**Given exercise 1**
In the news article below about a judge ordering reporters to name their sources, reproduce word for word the part that opens with the words containing "The order stems" and closes with "in New Mexico.".
**Given exercise 2**
From the news article below about a judge ordering reporters to name their sources, list every news organization whose reporters received the judge's order.

--- BEGIN Text segment ---

Federal judge orders reporters to divulge sources

  • U.S. District Court Judge Thomas Penfield Jackson ordered five reporters to disclose the names of their sources in stories about an investigation of a former nuclear weapons scientist.

Oct. 15, 2003 — Five reporters were ordered by a federal judge last week to reveal the confidential sources they used in writing stories about Dr. Wen Ho Lee, a former nuclear weapons scientist accused of spying for China.

On Oct. 9, U.S. District Judge Thomas Penfield Jackson in Washington, D.C., gave the order to reporters from The New York Times, Los Angeles Times, The Associated Press and CNN. Washington D.C. law provides a reporter’s privilege to protect the identities of confidential sources. But Jackson held that since Lee’s privacy case is based on a federal statute, the law is not applicable and reporters must rely on a First Amendment argument.

Jackson denied efforts by the news media outlets to quash the subpoenas under such a First Amendment argument, finding that the identity of the sources who leaked government information on Lee was of central importance to his case against government agencies and that he had exhausted all “reasonable” alternative sources for that information. Jackson noted that the reasonableness requirement does not mean that a subpoenaing party must try questioning virtually every possible source of the information before turning to journalists.

The order stems from a lawsuit brought by Lee against the U.S. Department of Justice, Department of Energy, and the Federal Bureau of Investigations. Lee is alleging officials at the departments and FBI leaked personal information about him to the press while attempted to charge him with stealing U.S. nuclear technology secrets for China while working at Los Alamos National Laboratory in New Mexico.

--- END Text segment ---
--- BEGIN Given data ---

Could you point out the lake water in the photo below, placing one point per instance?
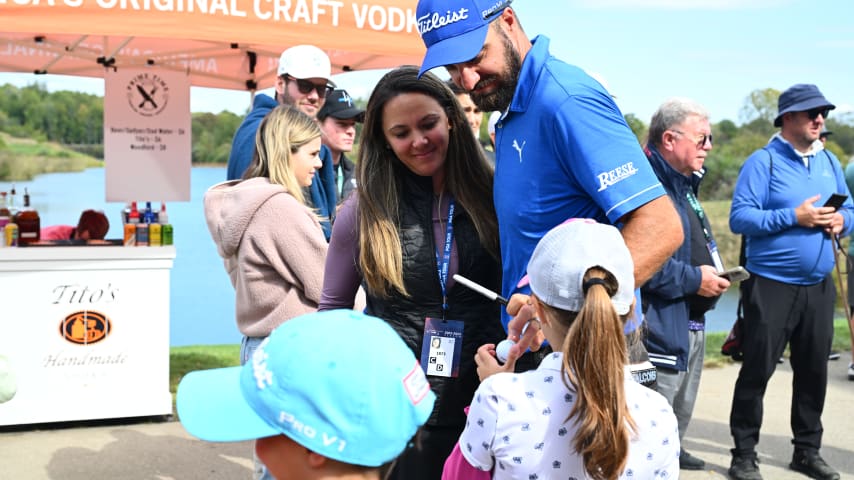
(202, 303)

--- END Given data ---

**Exercise output 1**
The order stems from a lawsuit brought by Lee against the U.S. Department of Justice, Department of Energy, and the Federal Bureau of Investigations. Lee is alleging officials at the departments and FBI leaked personal information about him to the press while attempted to charge him with stealing U.S. nuclear technology secrets for China while working at Los Alamos National Laboratory in New Mexico.

**Exercise output 2**
- The New York Times
- Los Angeles Times
- The Associated Press
- CNN